**RAW DATA:**
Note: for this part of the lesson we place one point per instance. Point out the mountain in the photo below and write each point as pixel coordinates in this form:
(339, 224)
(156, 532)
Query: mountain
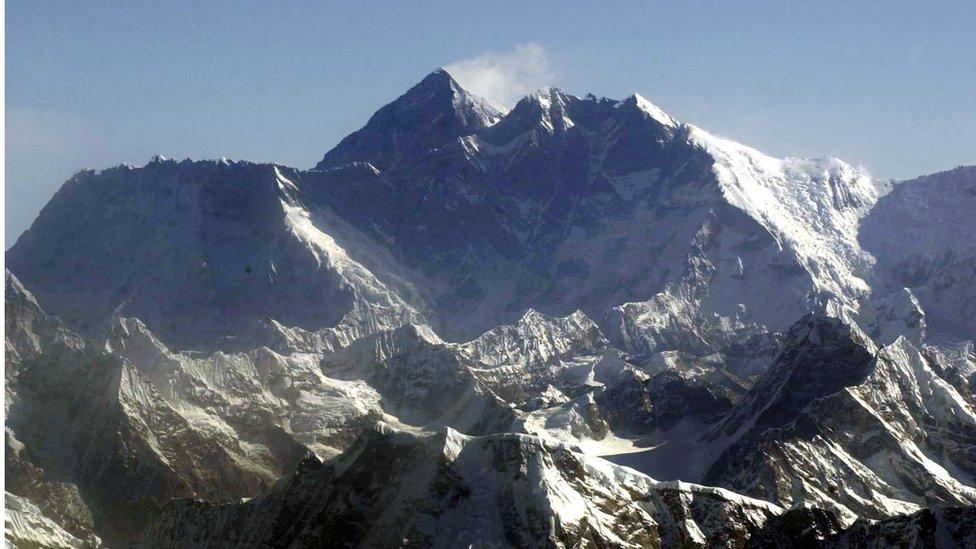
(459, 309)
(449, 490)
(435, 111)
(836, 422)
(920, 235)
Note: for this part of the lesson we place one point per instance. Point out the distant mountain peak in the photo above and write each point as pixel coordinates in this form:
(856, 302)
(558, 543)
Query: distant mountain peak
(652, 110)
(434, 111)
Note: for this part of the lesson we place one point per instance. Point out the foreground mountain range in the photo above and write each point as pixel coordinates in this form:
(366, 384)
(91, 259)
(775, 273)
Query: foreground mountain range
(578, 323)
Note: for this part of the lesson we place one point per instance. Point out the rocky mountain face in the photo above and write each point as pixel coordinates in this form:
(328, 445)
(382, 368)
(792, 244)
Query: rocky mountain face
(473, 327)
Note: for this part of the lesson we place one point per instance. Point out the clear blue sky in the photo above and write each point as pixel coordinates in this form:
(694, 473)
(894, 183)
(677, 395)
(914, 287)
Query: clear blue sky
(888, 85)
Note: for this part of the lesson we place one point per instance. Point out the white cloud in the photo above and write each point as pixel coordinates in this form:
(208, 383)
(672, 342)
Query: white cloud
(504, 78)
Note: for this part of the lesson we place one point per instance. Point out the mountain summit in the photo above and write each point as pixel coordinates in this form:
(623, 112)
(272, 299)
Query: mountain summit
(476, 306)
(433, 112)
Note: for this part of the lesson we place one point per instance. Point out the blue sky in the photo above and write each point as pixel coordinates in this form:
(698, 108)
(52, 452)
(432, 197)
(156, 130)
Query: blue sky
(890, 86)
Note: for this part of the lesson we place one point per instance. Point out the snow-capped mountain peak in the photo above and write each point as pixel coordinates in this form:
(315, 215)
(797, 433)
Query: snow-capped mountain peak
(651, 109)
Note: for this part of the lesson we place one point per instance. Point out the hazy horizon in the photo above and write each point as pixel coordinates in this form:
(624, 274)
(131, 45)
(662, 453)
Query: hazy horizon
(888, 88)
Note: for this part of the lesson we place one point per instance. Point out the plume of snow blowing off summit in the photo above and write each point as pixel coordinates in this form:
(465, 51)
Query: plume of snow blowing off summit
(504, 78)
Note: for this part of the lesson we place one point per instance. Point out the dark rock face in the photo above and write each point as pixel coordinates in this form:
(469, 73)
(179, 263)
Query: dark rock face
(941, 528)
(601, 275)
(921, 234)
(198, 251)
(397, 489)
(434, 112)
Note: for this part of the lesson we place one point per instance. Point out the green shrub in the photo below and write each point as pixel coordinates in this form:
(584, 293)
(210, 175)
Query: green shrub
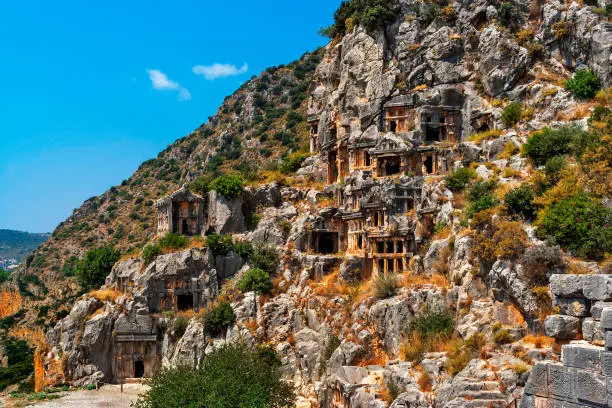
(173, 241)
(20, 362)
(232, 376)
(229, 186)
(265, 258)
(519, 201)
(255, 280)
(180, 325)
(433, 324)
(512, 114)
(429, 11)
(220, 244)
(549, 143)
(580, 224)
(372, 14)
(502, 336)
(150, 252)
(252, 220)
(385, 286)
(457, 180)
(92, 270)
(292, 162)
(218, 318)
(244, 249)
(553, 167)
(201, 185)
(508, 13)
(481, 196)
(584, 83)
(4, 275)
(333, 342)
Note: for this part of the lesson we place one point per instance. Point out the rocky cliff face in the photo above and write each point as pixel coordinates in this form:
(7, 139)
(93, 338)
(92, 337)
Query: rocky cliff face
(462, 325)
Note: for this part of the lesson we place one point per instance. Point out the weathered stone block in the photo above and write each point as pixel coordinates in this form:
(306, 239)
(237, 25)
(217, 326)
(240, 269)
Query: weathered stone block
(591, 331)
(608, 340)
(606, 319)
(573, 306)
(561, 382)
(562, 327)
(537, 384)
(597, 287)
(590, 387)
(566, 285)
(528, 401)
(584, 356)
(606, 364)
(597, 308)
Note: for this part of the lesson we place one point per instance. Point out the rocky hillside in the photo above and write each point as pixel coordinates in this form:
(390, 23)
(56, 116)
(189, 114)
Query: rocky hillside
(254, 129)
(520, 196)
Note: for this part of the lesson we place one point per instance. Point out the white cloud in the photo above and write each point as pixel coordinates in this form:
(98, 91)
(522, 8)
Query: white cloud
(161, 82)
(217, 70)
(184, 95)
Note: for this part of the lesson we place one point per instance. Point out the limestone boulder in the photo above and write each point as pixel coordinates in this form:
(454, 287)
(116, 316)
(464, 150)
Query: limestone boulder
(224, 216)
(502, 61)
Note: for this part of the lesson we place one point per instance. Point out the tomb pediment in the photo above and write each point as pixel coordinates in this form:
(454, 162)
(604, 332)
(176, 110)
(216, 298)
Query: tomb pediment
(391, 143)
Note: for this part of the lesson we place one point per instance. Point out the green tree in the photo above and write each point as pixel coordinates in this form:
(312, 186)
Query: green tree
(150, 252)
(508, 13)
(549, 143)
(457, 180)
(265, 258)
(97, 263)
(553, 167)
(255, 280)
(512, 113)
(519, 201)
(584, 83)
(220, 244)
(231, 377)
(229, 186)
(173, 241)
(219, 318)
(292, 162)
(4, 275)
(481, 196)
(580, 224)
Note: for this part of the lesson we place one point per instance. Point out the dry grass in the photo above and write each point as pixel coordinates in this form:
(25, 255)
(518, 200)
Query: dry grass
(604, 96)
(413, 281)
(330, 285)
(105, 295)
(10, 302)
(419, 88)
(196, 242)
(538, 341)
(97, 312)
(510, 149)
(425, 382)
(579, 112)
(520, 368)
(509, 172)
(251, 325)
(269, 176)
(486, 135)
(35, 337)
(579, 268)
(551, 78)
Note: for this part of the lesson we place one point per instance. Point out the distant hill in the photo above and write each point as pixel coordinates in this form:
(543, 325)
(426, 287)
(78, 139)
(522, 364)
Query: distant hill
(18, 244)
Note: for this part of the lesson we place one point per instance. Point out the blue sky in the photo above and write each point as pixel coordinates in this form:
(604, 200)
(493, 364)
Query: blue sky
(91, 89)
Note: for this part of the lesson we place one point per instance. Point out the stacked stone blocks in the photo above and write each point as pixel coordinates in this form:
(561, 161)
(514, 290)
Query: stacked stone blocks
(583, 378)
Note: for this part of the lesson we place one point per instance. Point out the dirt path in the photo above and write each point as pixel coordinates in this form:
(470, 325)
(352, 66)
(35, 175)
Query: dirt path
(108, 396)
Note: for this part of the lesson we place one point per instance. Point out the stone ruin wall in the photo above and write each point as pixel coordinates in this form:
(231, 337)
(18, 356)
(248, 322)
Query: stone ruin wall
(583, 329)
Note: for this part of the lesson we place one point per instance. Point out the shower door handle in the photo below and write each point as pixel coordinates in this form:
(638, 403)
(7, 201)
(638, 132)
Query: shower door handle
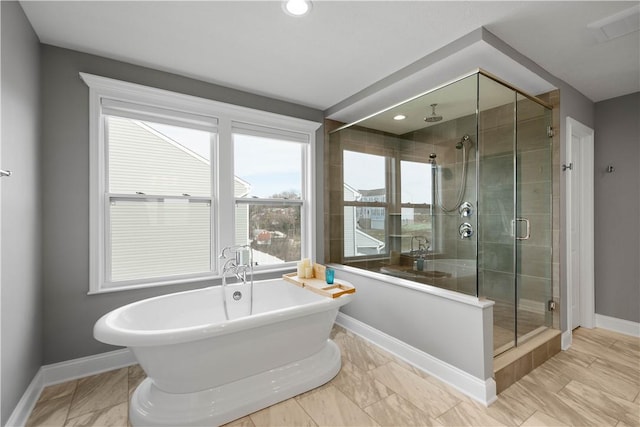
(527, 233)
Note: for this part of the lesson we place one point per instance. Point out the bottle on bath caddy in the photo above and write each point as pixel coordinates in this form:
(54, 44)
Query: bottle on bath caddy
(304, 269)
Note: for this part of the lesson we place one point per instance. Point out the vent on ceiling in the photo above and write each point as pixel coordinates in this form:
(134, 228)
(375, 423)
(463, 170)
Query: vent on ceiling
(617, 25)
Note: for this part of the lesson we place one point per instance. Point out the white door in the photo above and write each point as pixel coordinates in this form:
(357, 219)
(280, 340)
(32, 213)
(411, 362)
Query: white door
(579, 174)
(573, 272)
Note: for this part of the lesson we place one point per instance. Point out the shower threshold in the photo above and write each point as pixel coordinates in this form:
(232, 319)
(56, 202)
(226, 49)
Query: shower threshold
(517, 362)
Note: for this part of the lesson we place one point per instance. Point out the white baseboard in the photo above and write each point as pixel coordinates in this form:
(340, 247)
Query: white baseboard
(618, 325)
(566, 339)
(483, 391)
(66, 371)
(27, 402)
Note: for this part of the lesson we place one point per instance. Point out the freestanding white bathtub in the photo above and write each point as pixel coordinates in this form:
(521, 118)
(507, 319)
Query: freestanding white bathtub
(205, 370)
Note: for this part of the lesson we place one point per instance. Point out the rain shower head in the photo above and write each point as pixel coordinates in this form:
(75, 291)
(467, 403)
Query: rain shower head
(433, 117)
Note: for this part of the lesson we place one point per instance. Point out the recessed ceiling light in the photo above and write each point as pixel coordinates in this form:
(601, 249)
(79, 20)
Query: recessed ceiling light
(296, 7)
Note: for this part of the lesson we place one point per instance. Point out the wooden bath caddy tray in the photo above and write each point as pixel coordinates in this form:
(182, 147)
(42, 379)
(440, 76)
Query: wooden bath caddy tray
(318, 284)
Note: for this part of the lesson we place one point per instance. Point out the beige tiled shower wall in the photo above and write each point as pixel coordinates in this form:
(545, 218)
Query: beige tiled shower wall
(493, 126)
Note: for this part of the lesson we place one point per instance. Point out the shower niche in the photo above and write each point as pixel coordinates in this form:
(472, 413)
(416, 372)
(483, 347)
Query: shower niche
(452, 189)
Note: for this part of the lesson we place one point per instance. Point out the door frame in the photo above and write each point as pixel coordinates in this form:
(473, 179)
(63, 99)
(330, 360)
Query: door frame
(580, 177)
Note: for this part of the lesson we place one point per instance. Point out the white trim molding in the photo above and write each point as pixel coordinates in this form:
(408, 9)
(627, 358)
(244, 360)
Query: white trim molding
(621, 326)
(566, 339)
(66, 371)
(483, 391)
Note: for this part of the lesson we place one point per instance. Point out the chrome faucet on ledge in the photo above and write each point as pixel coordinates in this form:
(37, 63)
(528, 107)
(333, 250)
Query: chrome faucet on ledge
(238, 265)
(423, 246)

**REQUIRED TASK:**
Reproduce word for word the lines of the material, beginning with the line that contains "the shower niche" and continuing through the last line of the material.

**RESPONSE:**
Note: for this part of the lesson we place one point per instance. Point out the shower niche in the photo above and write each point as pixel coordinates in this form:
(472, 413)
(416, 372)
(483, 347)
Query: shower niche
(452, 189)
Note: for this part of the lesson we place one point per instance. Point out the door frame in the photo above and write each point as pixel coordinates in this form:
(473, 179)
(63, 99)
(330, 360)
Query: door frame
(580, 177)
Note: for this part of the lesson we place one point per instance. Point out the white trim molding in the photo above and write each point as pixel coordinates in this form:
(408, 9)
(627, 358)
(244, 360)
Query: white trim molding
(621, 326)
(566, 339)
(66, 371)
(483, 391)
Note: for this part of the lesson we place one point per instance. Point out the chrome faucet on ledge in the photo above and write each point as pixel coordinates in this form:
(37, 63)
(528, 107)
(333, 250)
Query: chrome faucet on ledge
(238, 265)
(423, 246)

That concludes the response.